> **Problem to work on**
Leave out every line before the one that contains "fish**, that would be most appreciated.". Please restate that line and the rest of the data word for word, through the end.

Source data:
= Beginning of Section =

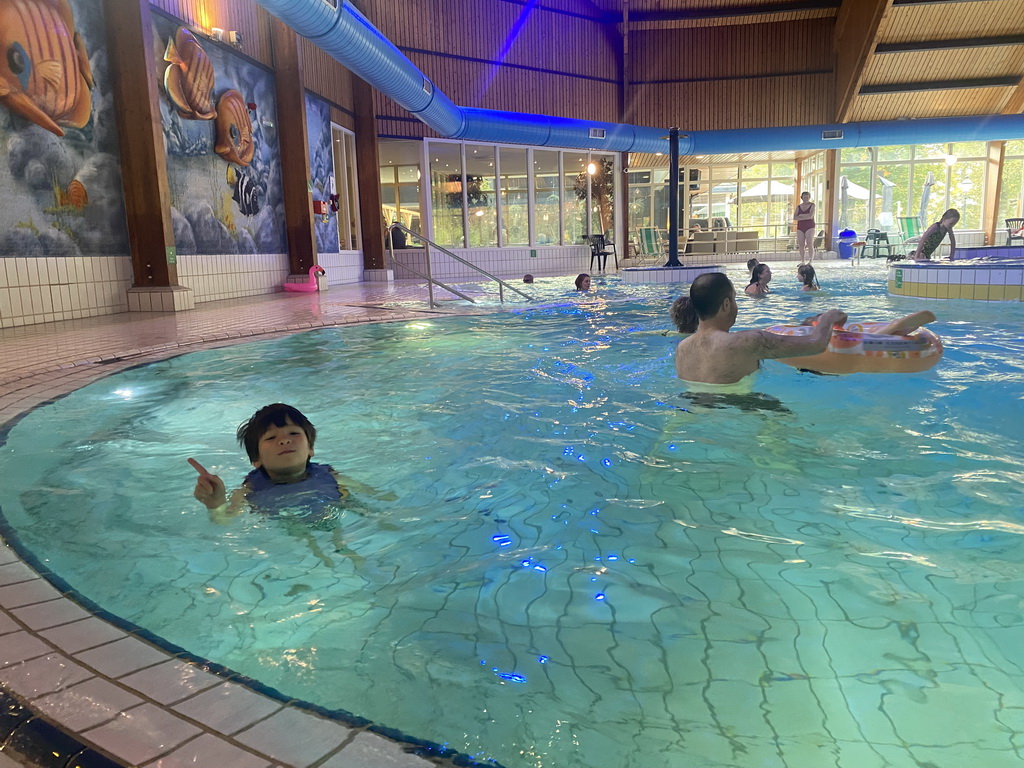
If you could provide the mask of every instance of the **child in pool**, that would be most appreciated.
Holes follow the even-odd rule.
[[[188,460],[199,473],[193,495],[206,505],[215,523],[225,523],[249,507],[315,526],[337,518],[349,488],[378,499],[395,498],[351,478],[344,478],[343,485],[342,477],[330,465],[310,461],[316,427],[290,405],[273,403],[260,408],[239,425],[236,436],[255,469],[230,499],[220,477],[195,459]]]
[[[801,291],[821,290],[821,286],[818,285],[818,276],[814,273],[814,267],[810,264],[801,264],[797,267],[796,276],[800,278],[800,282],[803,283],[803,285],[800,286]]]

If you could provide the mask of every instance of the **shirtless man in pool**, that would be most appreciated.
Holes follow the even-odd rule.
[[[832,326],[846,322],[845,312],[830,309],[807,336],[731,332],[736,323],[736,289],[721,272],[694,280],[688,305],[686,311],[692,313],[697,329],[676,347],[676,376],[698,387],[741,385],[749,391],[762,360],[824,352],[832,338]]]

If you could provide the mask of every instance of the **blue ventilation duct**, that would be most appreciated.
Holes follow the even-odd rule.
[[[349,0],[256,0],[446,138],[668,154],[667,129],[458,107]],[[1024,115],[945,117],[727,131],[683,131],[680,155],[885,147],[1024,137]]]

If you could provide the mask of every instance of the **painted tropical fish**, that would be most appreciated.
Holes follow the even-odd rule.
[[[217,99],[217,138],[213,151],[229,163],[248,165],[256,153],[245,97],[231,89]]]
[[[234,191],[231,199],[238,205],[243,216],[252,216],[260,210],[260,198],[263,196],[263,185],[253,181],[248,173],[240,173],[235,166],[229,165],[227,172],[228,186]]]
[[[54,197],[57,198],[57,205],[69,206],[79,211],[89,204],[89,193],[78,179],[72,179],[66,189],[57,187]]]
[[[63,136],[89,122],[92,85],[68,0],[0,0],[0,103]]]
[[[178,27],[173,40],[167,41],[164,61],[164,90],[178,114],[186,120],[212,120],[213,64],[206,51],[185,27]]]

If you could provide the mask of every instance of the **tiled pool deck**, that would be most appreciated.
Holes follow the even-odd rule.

= End of Section =

> **Response**
If you could provide the mask of every instance of the **painted tropical fish**, that would be most appreciated.
Holes follow the even-odd rule.
[[[217,99],[217,138],[213,151],[229,163],[248,165],[256,153],[245,97],[231,89]]]
[[[234,191],[231,199],[238,205],[243,216],[252,216],[260,210],[260,198],[263,196],[263,185],[253,181],[248,173],[240,173],[235,166],[229,165],[227,172],[228,186]]]
[[[54,197],[57,198],[57,205],[69,206],[79,211],[89,204],[89,193],[78,179],[72,179],[66,189],[57,187]]]
[[[63,136],[89,122],[92,85],[68,0],[0,0],[0,103]]]
[[[178,27],[173,40],[167,41],[164,61],[164,90],[178,114],[186,120],[212,120],[213,64],[206,51],[185,27]]]

If you could provide the mask of every instance of the **tiled pool deck**, that would be most appreciated.
Holes follow the even-odd rule.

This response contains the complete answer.